# What is needed
Which lines run from the one containing "Would you be able to locate the bird's cheek" to the end of the entries? Copy them exactly, both ends included, and give nothing else.

# Dataset records
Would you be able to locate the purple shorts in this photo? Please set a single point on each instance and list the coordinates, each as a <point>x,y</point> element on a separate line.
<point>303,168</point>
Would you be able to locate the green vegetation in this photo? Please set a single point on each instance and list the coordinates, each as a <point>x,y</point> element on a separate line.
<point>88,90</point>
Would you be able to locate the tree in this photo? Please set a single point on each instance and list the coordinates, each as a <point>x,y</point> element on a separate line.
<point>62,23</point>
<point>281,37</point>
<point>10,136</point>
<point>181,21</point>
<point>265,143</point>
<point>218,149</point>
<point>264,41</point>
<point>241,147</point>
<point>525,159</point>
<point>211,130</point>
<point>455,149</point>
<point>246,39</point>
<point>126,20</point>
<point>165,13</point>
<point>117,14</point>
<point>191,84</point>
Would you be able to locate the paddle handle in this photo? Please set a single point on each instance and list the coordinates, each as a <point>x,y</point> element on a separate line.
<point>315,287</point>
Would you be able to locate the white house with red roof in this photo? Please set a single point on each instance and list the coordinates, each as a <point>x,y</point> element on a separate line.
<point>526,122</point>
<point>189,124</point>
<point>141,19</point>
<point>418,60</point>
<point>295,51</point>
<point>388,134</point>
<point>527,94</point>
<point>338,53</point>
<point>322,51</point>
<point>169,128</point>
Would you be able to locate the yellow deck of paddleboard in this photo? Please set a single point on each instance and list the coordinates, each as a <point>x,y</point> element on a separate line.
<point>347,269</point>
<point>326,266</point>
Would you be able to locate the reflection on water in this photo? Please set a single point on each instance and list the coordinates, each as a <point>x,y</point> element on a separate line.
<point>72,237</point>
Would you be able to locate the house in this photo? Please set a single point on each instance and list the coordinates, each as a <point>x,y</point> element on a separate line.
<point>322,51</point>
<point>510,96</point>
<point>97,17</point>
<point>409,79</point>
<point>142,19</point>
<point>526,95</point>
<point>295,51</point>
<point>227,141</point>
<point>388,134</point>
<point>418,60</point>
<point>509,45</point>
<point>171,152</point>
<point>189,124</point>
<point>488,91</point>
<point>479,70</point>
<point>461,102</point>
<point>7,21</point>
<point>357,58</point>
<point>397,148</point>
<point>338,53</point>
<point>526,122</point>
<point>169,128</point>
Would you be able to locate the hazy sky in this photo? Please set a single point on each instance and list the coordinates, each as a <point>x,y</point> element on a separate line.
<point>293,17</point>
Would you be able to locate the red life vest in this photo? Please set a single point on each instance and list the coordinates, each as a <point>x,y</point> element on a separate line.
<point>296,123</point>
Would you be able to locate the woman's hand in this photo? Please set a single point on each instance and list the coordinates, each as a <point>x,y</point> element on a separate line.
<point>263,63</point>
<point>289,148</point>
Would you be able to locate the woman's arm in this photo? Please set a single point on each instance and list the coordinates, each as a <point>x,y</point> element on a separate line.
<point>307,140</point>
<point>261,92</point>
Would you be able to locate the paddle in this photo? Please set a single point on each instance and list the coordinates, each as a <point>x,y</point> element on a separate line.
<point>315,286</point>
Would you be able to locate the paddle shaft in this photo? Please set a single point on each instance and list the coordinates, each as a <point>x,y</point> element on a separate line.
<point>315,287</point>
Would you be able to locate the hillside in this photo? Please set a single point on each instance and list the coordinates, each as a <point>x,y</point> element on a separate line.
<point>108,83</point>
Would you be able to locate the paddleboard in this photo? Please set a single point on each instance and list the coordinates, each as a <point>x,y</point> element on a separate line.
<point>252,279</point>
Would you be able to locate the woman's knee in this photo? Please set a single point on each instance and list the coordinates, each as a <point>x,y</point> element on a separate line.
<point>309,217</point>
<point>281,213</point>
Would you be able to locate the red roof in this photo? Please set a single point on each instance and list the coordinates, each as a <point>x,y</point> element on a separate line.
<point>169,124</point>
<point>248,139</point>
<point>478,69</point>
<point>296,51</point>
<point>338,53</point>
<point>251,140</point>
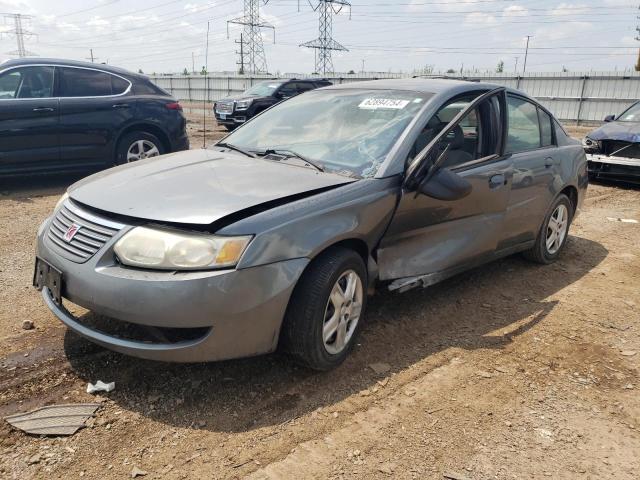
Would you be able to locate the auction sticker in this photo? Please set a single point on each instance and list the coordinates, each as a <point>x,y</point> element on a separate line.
<point>387,103</point>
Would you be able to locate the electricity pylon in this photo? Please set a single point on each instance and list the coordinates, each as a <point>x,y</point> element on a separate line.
<point>325,43</point>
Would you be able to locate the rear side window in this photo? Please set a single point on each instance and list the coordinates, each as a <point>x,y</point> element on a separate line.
<point>80,82</point>
<point>524,126</point>
<point>27,82</point>
<point>546,128</point>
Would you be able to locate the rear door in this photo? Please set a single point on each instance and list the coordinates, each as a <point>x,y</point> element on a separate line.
<point>431,237</point>
<point>531,142</point>
<point>29,121</point>
<point>94,107</point>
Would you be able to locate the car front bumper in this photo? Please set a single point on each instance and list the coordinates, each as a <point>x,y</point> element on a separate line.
<point>619,169</point>
<point>239,312</point>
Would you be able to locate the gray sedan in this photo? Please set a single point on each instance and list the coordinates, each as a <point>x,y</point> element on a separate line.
<point>274,237</point>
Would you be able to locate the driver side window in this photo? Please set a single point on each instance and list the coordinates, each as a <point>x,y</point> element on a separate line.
<point>468,140</point>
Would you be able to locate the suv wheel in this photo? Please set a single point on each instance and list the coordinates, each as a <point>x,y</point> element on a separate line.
<point>554,232</point>
<point>138,146</point>
<point>326,309</point>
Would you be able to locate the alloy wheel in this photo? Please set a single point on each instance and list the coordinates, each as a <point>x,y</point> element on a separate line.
<point>557,229</point>
<point>141,149</point>
<point>342,312</point>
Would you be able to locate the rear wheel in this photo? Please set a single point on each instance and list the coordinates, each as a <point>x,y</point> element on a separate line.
<point>138,145</point>
<point>554,232</point>
<point>325,313</point>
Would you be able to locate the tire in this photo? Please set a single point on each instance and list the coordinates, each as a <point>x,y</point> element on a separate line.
<point>129,143</point>
<point>541,252</point>
<point>312,309</point>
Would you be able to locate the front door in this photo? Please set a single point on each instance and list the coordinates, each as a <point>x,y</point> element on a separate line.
<point>432,237</point>
<point>532,144</point>
<point>93,110</point>
<point>28,119</point>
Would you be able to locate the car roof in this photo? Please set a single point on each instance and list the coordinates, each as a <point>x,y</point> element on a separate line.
<point>67,63</point>
<point>422,85</point>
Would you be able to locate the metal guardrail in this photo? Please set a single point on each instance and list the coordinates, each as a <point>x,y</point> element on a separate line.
<point>573,97</point>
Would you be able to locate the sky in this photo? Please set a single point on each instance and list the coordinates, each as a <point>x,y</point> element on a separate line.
<point>165,36</point>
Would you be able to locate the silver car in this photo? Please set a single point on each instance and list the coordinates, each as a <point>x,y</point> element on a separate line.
<point>274,237</point>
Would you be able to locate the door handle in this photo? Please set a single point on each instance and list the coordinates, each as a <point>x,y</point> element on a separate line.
<point>497,181</point>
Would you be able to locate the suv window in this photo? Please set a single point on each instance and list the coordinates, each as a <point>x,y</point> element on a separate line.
<point>27,82</point>
<point>288,90</point>
<point>546,128</point>
<point>524,126</point>
<point>304,87</point>
<point>80,82</point>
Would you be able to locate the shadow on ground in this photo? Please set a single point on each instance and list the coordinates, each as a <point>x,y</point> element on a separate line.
<point>470,311</point>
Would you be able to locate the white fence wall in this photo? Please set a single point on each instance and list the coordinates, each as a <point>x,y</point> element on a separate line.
<point>578,97</point>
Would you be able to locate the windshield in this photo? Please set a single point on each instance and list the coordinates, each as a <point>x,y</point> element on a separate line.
<point>262,89</point>
<point>632,114</point>
<point>341,130</point>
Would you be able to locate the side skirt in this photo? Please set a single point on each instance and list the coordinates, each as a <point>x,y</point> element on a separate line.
<point>407,283</point>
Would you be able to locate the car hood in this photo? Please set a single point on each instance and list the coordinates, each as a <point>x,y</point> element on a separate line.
<point>625,131</point>
<point>198,186</point>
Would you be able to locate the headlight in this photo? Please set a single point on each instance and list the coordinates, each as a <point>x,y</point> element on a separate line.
<point>61,201</point>
<point>243,104</point>
<point>170,250</point>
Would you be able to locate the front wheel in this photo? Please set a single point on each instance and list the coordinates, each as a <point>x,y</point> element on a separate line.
<point>554,232</point>
<point>326,309</point>
<point>136,146</point>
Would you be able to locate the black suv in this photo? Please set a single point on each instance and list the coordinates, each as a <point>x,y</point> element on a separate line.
<point>232,112</point>
<point>63,115</point>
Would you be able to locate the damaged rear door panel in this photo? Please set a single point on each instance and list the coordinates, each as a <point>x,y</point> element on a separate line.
<point>428,236</point>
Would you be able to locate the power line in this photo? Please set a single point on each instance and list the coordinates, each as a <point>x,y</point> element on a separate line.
<point>325,43</point>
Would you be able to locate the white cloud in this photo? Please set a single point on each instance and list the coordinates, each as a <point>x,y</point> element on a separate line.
<point>479,18</point>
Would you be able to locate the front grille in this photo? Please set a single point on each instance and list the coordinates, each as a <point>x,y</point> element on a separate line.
<point>226,107</point>
<point>91,235</point>
<point>618,148</point>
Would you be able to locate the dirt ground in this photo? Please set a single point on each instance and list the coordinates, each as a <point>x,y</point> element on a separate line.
<point>513,370</point>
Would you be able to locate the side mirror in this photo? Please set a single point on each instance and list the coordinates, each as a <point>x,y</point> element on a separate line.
<point>446,185</point>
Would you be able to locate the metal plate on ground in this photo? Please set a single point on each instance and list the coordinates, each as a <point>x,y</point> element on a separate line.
<point>54,419</point>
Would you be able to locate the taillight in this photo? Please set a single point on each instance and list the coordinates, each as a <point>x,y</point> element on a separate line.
<point>173,106</point>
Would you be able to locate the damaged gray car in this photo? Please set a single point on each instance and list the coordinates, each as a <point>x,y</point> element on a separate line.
<point>274,237</point>
<point>614,148</point>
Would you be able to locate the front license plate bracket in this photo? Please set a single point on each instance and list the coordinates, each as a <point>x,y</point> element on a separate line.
<point>46,275</point>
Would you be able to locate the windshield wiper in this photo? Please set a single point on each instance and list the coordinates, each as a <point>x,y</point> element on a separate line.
<point>290,153</point>
<point>231,146</point>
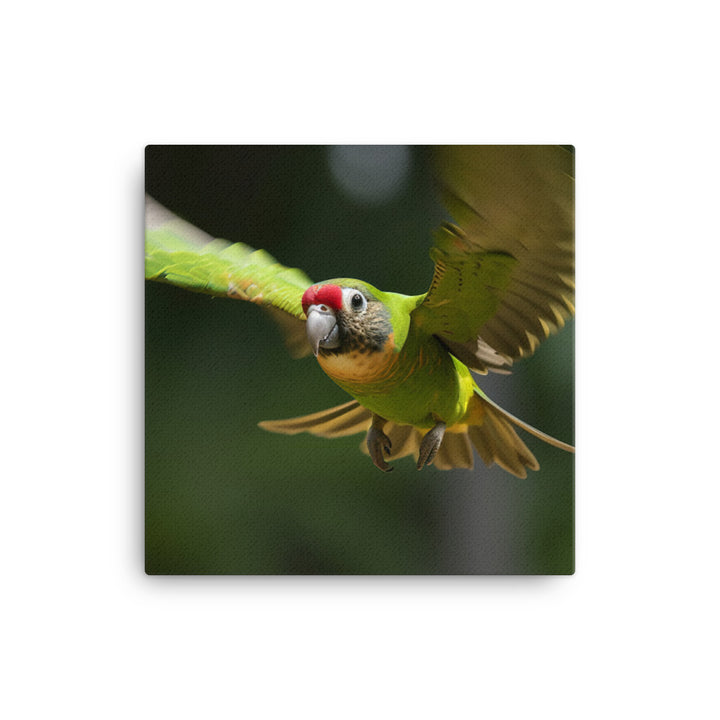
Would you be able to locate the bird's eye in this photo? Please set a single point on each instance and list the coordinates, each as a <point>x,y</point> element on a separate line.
<point>358,302</point>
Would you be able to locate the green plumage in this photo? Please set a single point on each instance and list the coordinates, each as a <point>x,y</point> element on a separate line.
<point>503,281</point>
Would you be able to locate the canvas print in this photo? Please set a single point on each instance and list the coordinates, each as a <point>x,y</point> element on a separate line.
<point>359,360</point>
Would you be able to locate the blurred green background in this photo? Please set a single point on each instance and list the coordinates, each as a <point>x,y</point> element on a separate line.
<point>225,497</point>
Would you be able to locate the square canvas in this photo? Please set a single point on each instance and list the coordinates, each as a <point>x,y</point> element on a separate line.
<point>475,245</point>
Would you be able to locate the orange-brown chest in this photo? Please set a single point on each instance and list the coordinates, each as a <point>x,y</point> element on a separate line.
<point>361,366</point>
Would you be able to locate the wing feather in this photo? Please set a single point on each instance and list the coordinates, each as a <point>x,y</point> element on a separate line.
<point>504,273</point>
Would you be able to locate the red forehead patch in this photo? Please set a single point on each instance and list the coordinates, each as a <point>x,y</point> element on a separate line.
<point>330,295</point>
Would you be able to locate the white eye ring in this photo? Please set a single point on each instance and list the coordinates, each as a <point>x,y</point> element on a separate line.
<point>354,300</point>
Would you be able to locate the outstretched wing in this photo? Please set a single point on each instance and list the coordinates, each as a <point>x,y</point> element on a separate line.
<point>504,272</point>
<point>177,252</point>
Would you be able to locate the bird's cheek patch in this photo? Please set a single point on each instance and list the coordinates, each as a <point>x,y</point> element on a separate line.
<point>330,295</point>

# Response
Would you be able to locate the bird's cheek patch in this photo? Please set a single point on each instance and list the coordinates, each as a <point>x,y</point> element on a separate line.
<point>330,295</point>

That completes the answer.